Written instruction: Locate every line in the items below that contains the word "each" and copy those lines in full.

Rows:
══════

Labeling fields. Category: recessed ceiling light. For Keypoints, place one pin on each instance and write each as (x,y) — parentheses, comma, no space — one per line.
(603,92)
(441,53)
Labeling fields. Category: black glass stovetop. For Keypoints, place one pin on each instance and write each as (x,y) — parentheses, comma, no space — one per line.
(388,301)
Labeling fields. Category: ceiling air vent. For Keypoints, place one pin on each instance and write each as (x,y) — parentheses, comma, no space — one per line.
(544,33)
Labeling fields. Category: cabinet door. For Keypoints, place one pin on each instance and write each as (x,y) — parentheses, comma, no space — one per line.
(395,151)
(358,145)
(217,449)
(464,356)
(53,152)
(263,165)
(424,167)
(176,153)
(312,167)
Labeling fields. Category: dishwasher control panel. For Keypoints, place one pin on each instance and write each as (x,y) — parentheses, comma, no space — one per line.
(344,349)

══════

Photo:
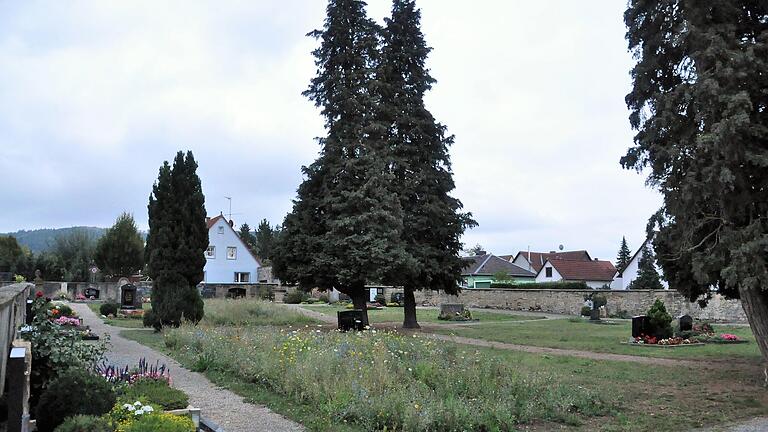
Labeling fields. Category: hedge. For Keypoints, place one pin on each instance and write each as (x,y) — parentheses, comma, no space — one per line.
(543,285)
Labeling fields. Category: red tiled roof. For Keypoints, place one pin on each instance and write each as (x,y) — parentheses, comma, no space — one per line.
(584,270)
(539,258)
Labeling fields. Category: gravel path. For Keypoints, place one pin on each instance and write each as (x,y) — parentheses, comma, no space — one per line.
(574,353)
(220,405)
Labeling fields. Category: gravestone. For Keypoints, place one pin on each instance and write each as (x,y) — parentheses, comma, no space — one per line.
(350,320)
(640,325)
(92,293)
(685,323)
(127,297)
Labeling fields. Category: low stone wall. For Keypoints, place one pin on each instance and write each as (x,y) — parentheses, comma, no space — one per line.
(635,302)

══════

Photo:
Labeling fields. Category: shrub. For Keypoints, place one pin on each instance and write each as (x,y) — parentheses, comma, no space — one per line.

══════

Solution to this task:
Labeling fields. Category: recessed ceiling light. For Keypoints, place one pin on each instance and write each as (x,y) — parentheses, comma, no space — one per line.
Labeling fields. Category: black glass stovetop. For Keypoints, place one pin on each instance and write each as (x,y) — parentheses, comma, no space — one per line.
Labeling fields. Category: ceiling air vent. For Keypoints, place one pin on each instance and write each as (x,y) — parentheses, comma, no space — one per line.
Labeling fields. Category: cabinet door. For Keypoints, place one pin on each instance and write each as (x,y) — parentheses, comma, no space — one per line.
Labeling fields. Category: dishwasher control panel. For Keypoints, place one pin on each instance and write each as (x,y) — parentheses, comma, no space — one per line.
Labeling fields. Category: hedge. For Keypoints, place one pin on each instance and write each as (x,y) — parentheses, comma, no space — one per line.
Labeling fields. Category: red tiled roof. For Keypoints, place one pin on each instance and write each as (x,y) — parentheses, comma, no space — one per line.
Labeling fields. Category: gravel path. For Keypoints, place one pin on each instance and write each as (x,y) — parentheses, comma, no space — one per line.
Labeling fields. Category: gravestone. For Keypoints, place one pin on each instance and write each as (x,y) — parentheses, comma, no space — one per line.
Labeling fields. Category: low stone wall. For Keypoints, place one pin on each instance and write each as (x,y) — parentheses, comma, no space — one per line.
Labeling fields. Category: shrub. For Keypoints, place one pin on each instance and write each as (x,y) — parentheses, comma, no space — one per line.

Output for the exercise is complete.